### Assignment:
Scan the data below and pick out the lines containing the word "sneaker".

[Referring expression data]
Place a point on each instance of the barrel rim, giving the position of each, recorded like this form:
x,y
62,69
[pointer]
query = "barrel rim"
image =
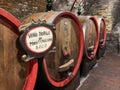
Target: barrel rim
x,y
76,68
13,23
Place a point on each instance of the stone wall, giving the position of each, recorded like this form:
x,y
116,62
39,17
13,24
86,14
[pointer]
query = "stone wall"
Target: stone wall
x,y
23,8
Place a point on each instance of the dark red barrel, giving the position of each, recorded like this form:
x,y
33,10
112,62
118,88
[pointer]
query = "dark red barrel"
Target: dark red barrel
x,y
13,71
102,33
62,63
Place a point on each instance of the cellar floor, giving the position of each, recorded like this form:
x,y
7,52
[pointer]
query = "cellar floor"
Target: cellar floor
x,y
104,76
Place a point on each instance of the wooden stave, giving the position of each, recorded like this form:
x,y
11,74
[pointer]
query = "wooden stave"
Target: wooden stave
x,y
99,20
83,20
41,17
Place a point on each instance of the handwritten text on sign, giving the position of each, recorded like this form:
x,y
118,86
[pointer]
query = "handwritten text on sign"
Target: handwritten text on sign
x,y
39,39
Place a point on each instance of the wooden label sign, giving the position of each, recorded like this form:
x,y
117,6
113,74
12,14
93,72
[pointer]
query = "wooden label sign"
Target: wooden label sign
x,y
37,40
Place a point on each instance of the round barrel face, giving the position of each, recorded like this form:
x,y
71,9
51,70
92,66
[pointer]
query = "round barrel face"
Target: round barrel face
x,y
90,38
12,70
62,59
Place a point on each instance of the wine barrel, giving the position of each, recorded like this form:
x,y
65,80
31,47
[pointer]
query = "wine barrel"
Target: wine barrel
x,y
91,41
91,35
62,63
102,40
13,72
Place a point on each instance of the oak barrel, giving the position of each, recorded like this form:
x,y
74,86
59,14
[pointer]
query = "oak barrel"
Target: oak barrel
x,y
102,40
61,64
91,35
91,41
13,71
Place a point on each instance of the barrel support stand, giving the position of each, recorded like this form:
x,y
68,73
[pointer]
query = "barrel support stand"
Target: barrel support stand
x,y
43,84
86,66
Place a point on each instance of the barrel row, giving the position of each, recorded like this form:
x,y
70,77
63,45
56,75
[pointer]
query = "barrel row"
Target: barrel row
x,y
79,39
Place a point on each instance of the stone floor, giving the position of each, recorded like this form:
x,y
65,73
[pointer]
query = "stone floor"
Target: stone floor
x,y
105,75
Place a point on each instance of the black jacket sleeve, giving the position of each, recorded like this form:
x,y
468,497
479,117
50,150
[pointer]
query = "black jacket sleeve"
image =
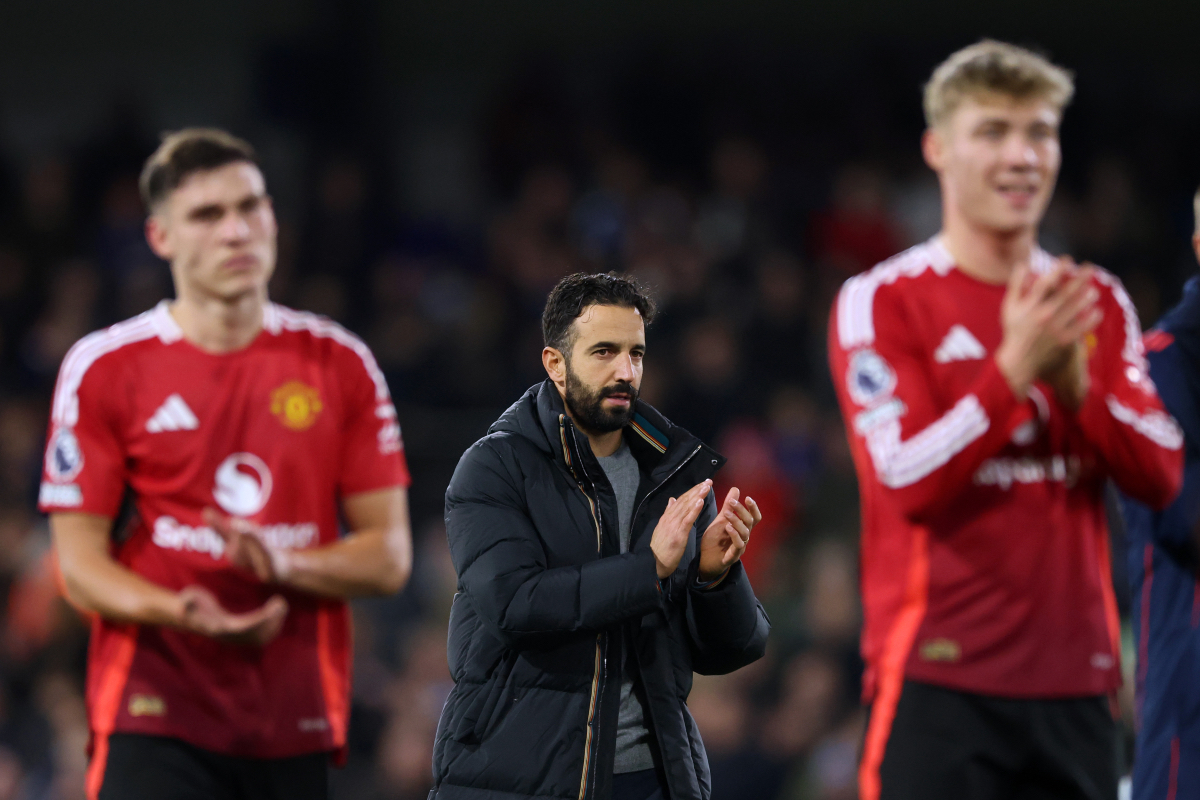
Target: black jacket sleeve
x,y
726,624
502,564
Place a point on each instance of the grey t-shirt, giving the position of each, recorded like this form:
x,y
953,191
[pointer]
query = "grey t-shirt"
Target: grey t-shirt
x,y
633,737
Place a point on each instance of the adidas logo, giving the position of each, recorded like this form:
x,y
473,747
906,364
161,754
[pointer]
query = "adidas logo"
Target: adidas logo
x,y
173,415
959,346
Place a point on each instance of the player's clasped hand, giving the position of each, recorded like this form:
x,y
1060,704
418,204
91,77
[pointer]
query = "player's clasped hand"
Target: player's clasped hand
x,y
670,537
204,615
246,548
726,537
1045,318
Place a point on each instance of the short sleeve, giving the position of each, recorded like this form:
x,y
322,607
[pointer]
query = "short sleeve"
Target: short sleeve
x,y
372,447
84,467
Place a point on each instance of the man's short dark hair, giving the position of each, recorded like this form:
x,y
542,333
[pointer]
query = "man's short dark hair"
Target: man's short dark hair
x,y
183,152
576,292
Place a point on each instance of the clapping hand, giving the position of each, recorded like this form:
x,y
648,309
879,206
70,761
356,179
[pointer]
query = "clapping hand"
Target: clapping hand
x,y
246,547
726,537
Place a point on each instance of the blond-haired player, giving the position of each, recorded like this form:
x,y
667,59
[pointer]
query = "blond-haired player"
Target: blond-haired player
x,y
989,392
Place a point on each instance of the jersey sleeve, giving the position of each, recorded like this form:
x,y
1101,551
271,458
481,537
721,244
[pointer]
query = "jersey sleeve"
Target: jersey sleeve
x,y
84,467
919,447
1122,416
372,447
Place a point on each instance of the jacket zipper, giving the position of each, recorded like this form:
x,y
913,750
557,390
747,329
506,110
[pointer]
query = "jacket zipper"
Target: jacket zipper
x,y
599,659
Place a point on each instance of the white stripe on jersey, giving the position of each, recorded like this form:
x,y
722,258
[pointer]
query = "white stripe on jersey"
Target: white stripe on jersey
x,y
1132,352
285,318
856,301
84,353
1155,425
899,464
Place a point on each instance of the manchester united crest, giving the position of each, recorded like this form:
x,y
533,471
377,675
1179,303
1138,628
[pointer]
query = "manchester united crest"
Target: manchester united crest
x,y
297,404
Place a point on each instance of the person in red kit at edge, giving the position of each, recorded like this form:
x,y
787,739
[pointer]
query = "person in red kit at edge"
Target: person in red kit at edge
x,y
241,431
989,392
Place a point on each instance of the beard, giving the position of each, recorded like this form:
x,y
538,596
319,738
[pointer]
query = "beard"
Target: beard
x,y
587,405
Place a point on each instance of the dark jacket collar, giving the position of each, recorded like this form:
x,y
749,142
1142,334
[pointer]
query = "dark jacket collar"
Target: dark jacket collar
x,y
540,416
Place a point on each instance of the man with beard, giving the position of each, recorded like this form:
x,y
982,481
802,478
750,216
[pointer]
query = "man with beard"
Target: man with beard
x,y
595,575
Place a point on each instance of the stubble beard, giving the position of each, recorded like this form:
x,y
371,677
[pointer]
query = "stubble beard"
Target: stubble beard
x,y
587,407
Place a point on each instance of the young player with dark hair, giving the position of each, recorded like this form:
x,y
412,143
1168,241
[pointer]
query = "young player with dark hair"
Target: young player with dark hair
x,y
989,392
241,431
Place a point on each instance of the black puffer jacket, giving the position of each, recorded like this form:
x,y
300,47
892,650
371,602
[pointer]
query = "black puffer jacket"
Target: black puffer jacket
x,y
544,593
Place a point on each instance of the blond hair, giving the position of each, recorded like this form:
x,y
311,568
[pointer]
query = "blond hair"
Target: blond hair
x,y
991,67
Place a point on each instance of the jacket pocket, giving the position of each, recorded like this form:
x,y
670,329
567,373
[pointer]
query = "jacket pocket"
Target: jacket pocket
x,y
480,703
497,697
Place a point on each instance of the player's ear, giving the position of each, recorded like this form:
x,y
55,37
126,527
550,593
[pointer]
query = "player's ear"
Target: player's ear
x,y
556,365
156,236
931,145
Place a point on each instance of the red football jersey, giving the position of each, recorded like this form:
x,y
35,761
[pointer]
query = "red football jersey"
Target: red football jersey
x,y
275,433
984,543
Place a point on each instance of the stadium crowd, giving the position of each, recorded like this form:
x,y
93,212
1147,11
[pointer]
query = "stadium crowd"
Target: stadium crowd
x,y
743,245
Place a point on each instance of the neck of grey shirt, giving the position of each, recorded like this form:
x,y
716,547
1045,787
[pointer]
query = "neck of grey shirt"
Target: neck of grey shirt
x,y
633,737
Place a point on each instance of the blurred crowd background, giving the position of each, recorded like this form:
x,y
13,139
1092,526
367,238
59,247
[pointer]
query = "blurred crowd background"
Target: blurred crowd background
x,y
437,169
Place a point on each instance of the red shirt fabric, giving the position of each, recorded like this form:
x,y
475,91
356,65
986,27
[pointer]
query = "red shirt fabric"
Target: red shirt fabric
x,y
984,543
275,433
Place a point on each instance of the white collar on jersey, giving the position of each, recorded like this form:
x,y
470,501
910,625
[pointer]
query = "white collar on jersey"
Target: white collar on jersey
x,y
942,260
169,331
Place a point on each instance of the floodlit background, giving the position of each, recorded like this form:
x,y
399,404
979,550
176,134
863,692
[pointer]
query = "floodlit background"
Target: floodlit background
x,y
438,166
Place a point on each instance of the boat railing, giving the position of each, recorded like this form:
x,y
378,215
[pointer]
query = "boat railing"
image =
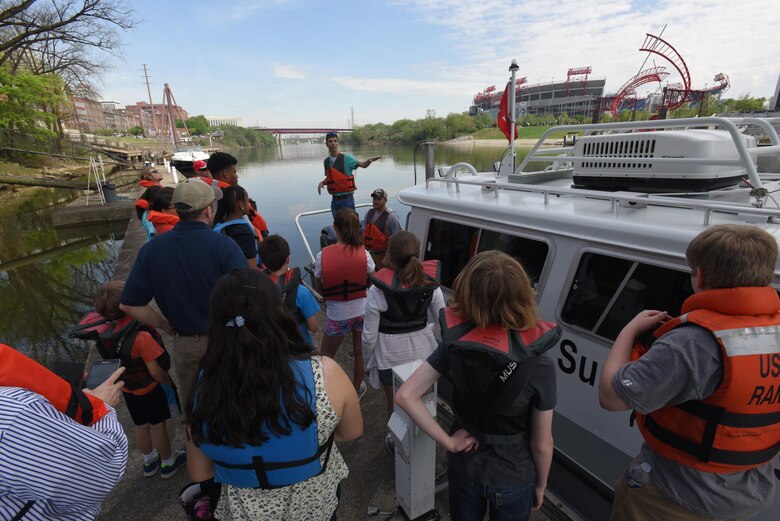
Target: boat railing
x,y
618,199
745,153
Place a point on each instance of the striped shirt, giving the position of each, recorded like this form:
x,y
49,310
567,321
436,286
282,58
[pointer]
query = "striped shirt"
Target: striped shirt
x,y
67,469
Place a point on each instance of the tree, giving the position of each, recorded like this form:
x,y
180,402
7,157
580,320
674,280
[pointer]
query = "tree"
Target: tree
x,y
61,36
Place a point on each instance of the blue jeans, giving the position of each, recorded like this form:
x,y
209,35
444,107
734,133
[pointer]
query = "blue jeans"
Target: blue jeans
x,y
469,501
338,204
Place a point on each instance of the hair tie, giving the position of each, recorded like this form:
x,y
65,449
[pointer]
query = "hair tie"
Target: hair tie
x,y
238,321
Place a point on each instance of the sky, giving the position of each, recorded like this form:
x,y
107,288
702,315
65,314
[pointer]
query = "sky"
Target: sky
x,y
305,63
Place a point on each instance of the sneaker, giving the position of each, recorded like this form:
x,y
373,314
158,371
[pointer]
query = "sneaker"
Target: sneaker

### Answer:
Place a point on each instance of the sneaker, giving the position of each, recorded like this form:
query = "sneaker"
Target: sneaker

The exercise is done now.